# Request
Can you output every one of the lines below verbatim, leaving the picture out?

Items listed in a dataset
* * * * * * *
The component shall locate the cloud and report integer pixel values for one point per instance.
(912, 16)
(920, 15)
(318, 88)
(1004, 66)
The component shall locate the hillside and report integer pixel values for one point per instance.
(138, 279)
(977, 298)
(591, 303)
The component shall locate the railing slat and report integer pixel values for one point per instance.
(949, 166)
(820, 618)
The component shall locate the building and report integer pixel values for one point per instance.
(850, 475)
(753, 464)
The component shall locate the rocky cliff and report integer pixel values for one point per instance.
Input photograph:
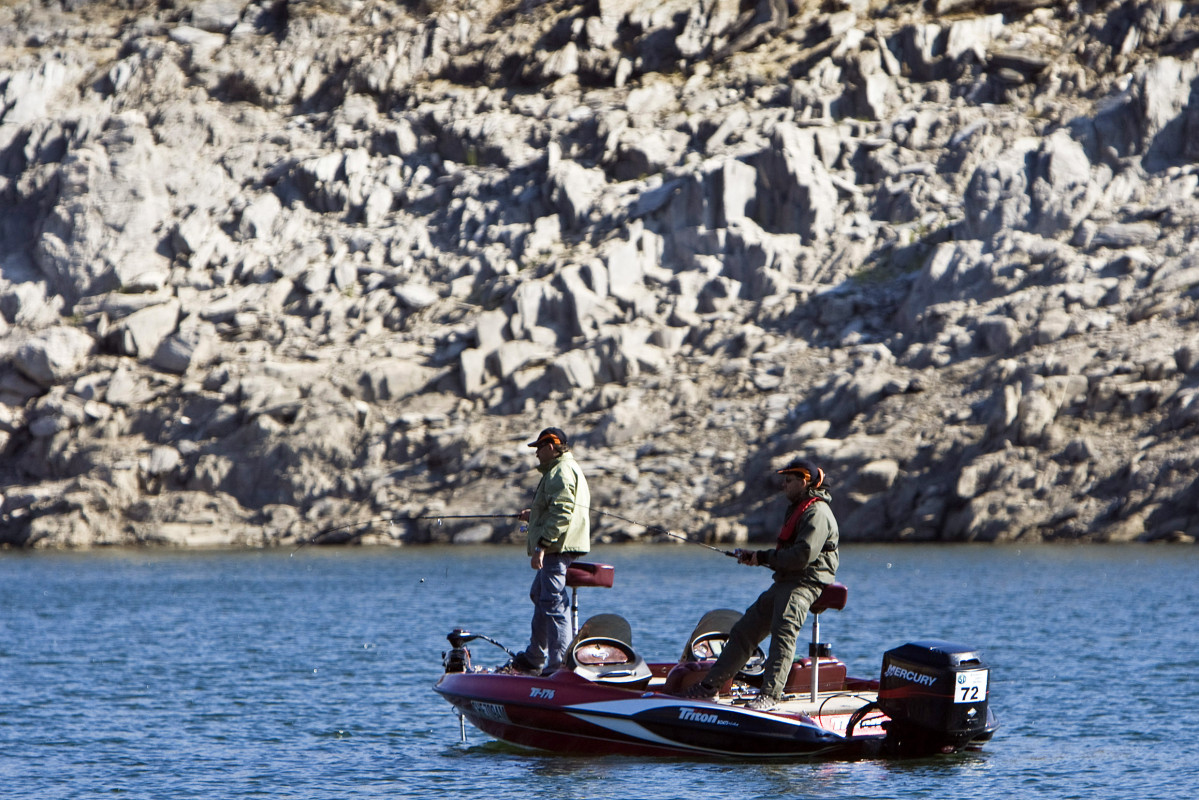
(269, 269)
* * * * * * *
# Worked solution
The component shall locate the cloud and report integer pixel values for one point per instance.
(912, 16)
(920, 15)
(318, 88)
(1004, 66)
The component shall locate the hillside and report integer pixel values for one point per instance.
(138, 279)
(977, 298)
(591, 303)
The component shall locate the railing slat and report integer pixel values for one point per instance.
(949, 166)
(820, 618)
The component shall locate the building and report integer pixel values for one point per instance.
(850, 475)
(753, 464)
The component shall locate the rocky cliff and report integer pixel values for one point per instance.
Input photograph:
(269, 269)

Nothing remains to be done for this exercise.